_PARTS OF THE EXERCISE_
**1)** From the weak-instruments extract, reproduce the stretch from "Now I list the" through "Stata as condivereg.".
**2)** According to the weak-instruments extract, under what name is the Moreira (2003) conditional likelihood ratio test implemented in Stata?

_EXTRACT PROVIDED_

With weak-instruments asymptotics, IV estimators are no longer consistent, and they are not normal asymptotically. Most test statistics (J test, etc.) do not have normal or $\chi^2$ distributions anymore.

Now I list the following tests in the order of recommended level by James Stock:

Moreira (2003) conditional likelihood ratio test (CLR).

Advantages of this test: a. Uniformly most powerful tests among valid tests. b. Implemented in Stata as condivereg.

Disadvantages:

Complicated. Only developed so far for one endogenous variable case.

Stock-Yogo bias method and size method.

Stock and Yogo (2005) provide critical values for both methods: one is to control the size of bias, the other one is to control the size of a Wald test of $\beta=\beta_0$. Bias method is more frequently used. In the case of multiple endogenous variables, the Cragg-Donald statistics is used to compare with the critical values. It is implemented in Stata as part of the ivreg2 command, but it’s only available for the situation there are at least two excluded variables (meaning the number of instruments minus the number of endogenous variables).

_INFORMATION PROVIDED_
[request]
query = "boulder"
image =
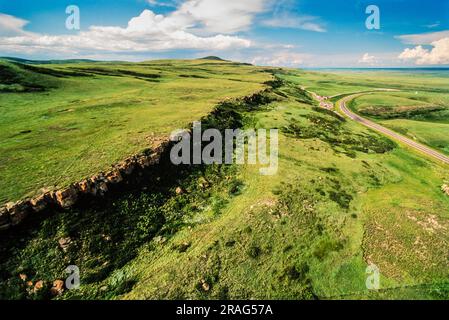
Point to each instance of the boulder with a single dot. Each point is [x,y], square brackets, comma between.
[40,202]
[64,243]
[114,176]
[66,197]
[85,186]
[19,211]
[58,288]
[127,167]
[445,188]
[38,286]
[4,219]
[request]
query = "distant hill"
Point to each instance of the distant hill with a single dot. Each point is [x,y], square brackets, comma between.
[26,61]
[213,58]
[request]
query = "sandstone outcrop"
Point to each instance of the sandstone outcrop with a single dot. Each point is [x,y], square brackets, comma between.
[445,188]
[13,214]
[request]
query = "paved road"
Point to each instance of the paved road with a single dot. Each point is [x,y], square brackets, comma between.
[417,146]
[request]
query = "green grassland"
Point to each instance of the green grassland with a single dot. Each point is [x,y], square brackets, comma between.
[344,197]
[422,116]
[63,122]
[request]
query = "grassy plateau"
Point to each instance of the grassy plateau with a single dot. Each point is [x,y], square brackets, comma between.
[344,196]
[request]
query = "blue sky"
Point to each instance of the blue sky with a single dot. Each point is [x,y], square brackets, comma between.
[296,33]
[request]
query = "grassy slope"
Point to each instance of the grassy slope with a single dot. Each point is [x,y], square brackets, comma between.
[73,127]
[337,203]
[420,110]
[384,224]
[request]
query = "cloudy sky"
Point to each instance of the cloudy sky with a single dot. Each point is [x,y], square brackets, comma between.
[295,33]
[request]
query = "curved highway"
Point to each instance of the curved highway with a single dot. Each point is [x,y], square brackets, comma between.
[409,142]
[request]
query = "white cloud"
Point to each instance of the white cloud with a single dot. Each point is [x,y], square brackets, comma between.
[368,59]
[11,26]
[438,55]
[423,38]
[280,59]
[195,24]
[295,22]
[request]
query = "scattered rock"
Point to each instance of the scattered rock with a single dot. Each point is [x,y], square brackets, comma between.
[445,188]
[114,177]
[13,213]
[58,288]
[38,286]
[4,219]
[67,197]
[18,211]
[64,243]
[205,285]
[39,203]
[183,247]
[85,186]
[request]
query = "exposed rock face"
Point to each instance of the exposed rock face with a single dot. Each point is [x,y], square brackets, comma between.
[18,211]
[4,219]
[58,288]
[14,213]
[445,188]
[39,203]
[67,197]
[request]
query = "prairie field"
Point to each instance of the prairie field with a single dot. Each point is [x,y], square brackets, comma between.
[344,197]
[64,122]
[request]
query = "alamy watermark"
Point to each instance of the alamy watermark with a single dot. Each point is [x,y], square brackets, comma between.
[373,20]
[190,149]
[73,21]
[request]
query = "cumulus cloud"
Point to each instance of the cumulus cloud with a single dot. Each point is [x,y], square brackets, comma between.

_WRITTEN RESPONSES_
**1)**
Now I list the following tests in the order of recommended level by James Stock:

Moreira (2003) conditional likelihood ratio test (CLR).

Advantages of this test: a. Uniformly most powerful tests among valid tests. b. Implemented in Stata as condivereg.

**2)** condivereg